=== PASSAGE PROVIDED ===
Assessment of Foundational Science Across the USMLE
Some changes are, or have been, prompted by unintended consequences of the USMLE program. For example, many medical students prepared for Step 1 with a “binge and purge” mentality. They may have felt foundational science was not pertinent to the practice of medicine, so the information was memorized with short-term retention in mind, thereby failing to recognize the value of foundational sciences in medical practice. Evidence regarding the short-term retention of foundational science is strong. There have been six studies that embedded Step 1 foundational science questions on Step 2 Clinical Knowledge (CK) (7, 8, 14, 16, 27, 28) and one study that embedded such questions on Step 3 (10). Three studies have shown that examinees’ total scores were 3-6 points higher on Step 1 versus Step 2 CK and 11 points higher on Step 1 versus Step 3. Behavioral science was the only discipline in which the more advanced examinee consistently scored higher. Other researchers, both in the U.S. and elsewhere, have found similar results (6).
=== EXTRACTED RECORDS ===
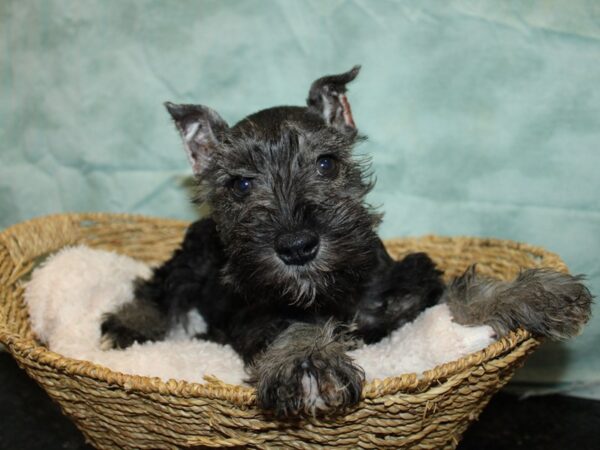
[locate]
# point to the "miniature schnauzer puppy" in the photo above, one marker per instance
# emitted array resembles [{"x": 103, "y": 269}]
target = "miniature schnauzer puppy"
[{"x": 288, "y": 268}]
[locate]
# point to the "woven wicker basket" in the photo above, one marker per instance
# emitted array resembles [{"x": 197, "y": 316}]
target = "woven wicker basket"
[{"x": 120, "y": 411}]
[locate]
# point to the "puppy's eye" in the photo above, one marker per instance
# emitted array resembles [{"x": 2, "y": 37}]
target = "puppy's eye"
[
  {"x": 242, "y": 186},
  {"x": 327, "y": 166}
]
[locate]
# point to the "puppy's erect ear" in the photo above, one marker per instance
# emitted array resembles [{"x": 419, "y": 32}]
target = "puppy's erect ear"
[
  {"x": 327, "y": 97},
  {"x": 201, "y": 128}
]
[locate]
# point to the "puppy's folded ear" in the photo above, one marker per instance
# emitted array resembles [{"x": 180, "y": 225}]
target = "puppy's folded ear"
[
  {"x": 327, "y": 97},
  {"x": 201, "y": 129}
]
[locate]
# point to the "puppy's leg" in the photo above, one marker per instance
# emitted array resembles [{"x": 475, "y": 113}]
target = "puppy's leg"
[
  {"x": 138, "y": 321},
  {"x": 544, "y": 302},
  {"x": 398, "y": 292},
  {"x": 306, "y": 371}
]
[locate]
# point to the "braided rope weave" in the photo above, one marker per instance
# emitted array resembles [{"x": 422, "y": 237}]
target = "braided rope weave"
[{"x": 118, "y": 411}]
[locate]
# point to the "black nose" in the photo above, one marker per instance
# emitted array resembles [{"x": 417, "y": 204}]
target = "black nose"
[{"x": 297, "y": 248}]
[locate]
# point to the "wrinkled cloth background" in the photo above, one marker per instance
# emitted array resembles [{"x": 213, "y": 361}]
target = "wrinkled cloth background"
[{"x": 483, "y": 117}]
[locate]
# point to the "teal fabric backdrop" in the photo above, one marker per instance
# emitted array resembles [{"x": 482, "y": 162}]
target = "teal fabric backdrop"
[{"x": 483, "y": 117}]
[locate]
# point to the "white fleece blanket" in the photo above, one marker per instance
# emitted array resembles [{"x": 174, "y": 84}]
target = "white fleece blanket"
[{"x": 70, "y": 292}]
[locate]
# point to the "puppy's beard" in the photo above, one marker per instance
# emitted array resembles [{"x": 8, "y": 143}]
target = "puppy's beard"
[{"x": 273, "y": 280}]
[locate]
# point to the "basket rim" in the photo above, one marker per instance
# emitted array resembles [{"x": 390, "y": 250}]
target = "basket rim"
[{"x": 214, "y": 388}]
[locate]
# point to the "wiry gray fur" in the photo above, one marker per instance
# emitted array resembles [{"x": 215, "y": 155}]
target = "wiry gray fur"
[
  {"x": 545, "y": 302},
  {"x": 306, "y": 370},
  {"x": 291, "y": 247}
]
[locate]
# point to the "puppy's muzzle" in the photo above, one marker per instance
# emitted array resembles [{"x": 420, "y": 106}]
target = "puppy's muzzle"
[{"x": 297, "y": 248}]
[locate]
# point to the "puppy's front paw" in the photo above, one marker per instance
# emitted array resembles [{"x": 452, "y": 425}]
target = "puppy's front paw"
[
  {"x": 133, "y": 322},
  {"x": 310, "y": 387}
]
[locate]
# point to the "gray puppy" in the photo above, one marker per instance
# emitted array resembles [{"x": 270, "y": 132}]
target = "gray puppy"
[{"x": 288, "y": 269}]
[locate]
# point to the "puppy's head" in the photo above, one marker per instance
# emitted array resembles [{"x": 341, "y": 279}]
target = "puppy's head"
[{"x": 286, "y": 194}]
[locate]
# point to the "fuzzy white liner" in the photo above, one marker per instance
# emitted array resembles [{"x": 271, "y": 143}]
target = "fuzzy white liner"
[{"x": 70, "y": 292}]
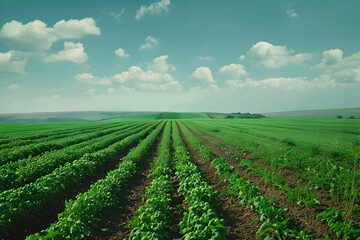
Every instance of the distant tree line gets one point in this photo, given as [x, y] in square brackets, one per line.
[245, 115]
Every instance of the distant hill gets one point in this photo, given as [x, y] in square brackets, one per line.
[321, 113]
[51, 117]
[182, 115]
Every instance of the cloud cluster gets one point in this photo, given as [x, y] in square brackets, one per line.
[89, 79]
[160, 65]
[272, 56]
[202, 74]
[73, 52]
[234, 71]
[121, 53]
[150, 42]
[154, 9]
[13, 62]
[36, 35]
[339, 68]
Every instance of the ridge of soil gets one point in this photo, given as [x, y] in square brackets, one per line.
[50, 210]
[238, 218]
[304, 218]
[290, 177]
[113, 219]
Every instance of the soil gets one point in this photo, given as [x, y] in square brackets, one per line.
[113, 220]
[302, 217]
[238, 219]
[50, 210]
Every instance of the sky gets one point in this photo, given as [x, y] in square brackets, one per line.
[179, 55]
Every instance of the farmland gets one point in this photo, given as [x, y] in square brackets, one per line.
[181, 176]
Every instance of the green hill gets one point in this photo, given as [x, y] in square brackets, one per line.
[182, 115]
[320, 113]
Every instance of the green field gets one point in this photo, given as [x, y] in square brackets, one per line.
[186, 175]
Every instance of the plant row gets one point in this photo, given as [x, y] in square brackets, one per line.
[17, 142]
[78, 213]
[25, 171]
[15, 204]
[271, 215]
[154, 217]
[17, 153]
[200, 221]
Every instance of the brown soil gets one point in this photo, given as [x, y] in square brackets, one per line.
[50, 210]
[302, 217]
[112, 221]
[291, 178]
[238, 219]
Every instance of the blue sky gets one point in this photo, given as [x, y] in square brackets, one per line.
[226, 56]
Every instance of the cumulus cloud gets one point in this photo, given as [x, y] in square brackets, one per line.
[160, 65]
[75, 28]
[13, 62]
[118, 15]
[90, 92]
[298, 83]
[154, 9]
[147, 80]
[36, 35]
[89, 79]
[338, 68]
[272, 56]
[206, 58]
[13, 86]
[150, 42]
[234, 71]
[290, 11]
[121, 53]
[203, 74]
[73, 52]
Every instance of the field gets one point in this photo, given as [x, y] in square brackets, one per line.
[181, 176]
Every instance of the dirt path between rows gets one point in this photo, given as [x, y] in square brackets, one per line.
[302, 217]
[50, 210]
[113, 220]
[238, 219]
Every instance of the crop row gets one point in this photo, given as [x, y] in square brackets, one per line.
[201, 220]
[25, 171]
[153, 218]
[15, 204]
[17, 142]
[72, 223]
[22, 152]
[271, 215]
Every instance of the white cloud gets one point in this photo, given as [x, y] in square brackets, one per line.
[111, 90]
[272, 56]
[118, 15]
[36, 35]
[73, 52]
[150, 42]
[121, 53]
[160, 65]
[202, 74]
[147, 80]
[136, 74]
[89, 79]
[346, 70]
[298, 83]
[13, 86]
[75, 28]
[90, 92]
[234, 71]
[290, 11]
[206, 58]
[12, 62]
[154, 9]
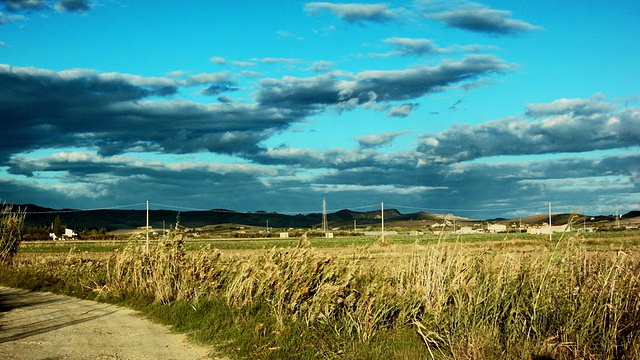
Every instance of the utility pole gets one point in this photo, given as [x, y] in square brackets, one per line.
[550, 228]
[147, 225]
[324, 216]
[382, 213]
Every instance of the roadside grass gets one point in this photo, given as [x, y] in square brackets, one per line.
[438, 299]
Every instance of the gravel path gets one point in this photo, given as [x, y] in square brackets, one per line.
[36, 325]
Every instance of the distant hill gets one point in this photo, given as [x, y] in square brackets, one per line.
[130, 219]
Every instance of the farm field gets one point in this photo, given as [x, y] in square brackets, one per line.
[449, 296]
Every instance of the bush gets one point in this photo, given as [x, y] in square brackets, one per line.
[10, 232]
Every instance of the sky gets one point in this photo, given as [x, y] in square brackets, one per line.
[478, 109]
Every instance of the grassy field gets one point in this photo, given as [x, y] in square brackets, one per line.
[511, 296]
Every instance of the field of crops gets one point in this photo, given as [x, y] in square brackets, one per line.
[445, 297]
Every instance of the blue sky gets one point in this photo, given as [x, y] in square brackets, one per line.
[480, 109]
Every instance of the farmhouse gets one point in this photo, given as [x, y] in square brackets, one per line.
[496, 228]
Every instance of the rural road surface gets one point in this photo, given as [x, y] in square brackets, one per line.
[35, 325]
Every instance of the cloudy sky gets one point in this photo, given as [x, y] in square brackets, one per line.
[479, 109]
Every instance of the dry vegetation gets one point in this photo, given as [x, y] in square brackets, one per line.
[559, 301]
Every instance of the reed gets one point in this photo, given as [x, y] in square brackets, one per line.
[561, 302]
[11, 223]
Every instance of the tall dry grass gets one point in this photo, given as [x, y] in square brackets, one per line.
[11, 223]
[562, 302]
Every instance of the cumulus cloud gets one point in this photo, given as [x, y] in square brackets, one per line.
[218, 60]
[563, 126]
[77, 6]
[425, 47]
[113, 113]
[403, 110]
[387, 85]
[320, 66]
[355, 13]
[378, 140]
[473, 17]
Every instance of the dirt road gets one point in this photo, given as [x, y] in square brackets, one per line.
[36, 325]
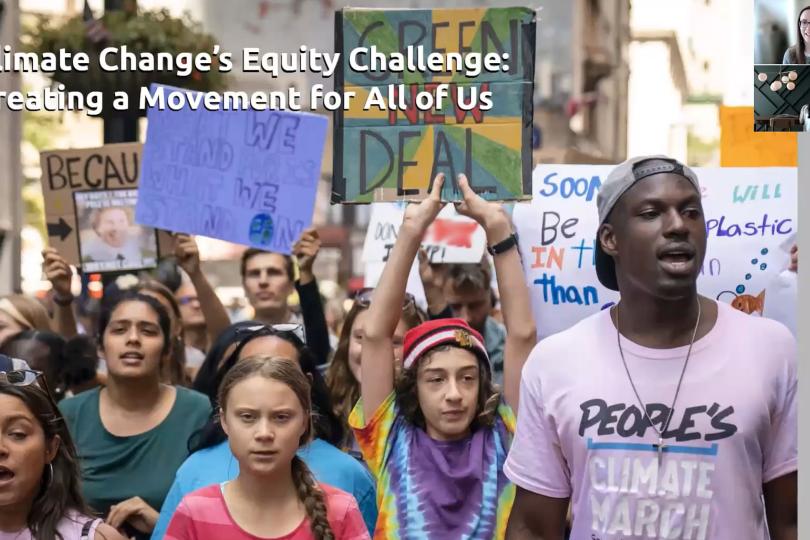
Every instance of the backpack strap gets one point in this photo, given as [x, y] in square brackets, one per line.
[6, 363]
[87, 526]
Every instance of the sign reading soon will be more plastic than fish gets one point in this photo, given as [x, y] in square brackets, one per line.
[751, 217]
[246, 176]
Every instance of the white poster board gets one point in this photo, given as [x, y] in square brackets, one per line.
[450, 239]
[751, 219]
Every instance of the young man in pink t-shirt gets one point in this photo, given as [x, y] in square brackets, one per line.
===
- WORK TASK 1 -
Translate this sentence from the USMLE passage into Spanish: "Behavioral science was the only discipline in which the more advanced examinee consistently scored higher."
- WORK TASK 2 -
Carry on the passage about assessing foundational science across the USMLE, starting after its final sentence.
The listing has nothing to do with the passage on foundational science in the USMLE.

- ANSWER SPACE 1 -
La ciencia del comportamiento fue la única disciplina en la que el examinado más avanzado obtuvo sistemáticamente puntuaciones más altas.

- ANSWER SPACE 2 -
The third recommendation, “the assessment of foundational science throughout the USMLE,” specifically addresses the binge-purge approach to learning. Foundational science knowledge is now extensively assessed on the Step 3 FIP examination; there is over 1 h of such content. Additionally, over the past 20 years, there has been increased emphasis on writing all Step 1 questions using clinical or experimental vignettes as the stimulus to each question. This has helped writers focus questions on the foundational science principles pertinent to the practice of medicine.
Emphasis on and Enhancement of CS Assessment
In the past, examinees’ performance on the SP cases in the Step 2 CS examination was scored via a checklist. This resulted in the unintended consequence of examinees asking as many questions as possible so as to increase the number of “yes” or affirmative marks. This “shotgun” approach to history taking is far removed from the actual behavior medical educators and communication experts teach, and this behavior does not necessarily reflect a competently performed patient-physician encounter. This was addressed in response to the fourth recommendation: “Continue and enhance the assessment of clinical skills important to medical practice.”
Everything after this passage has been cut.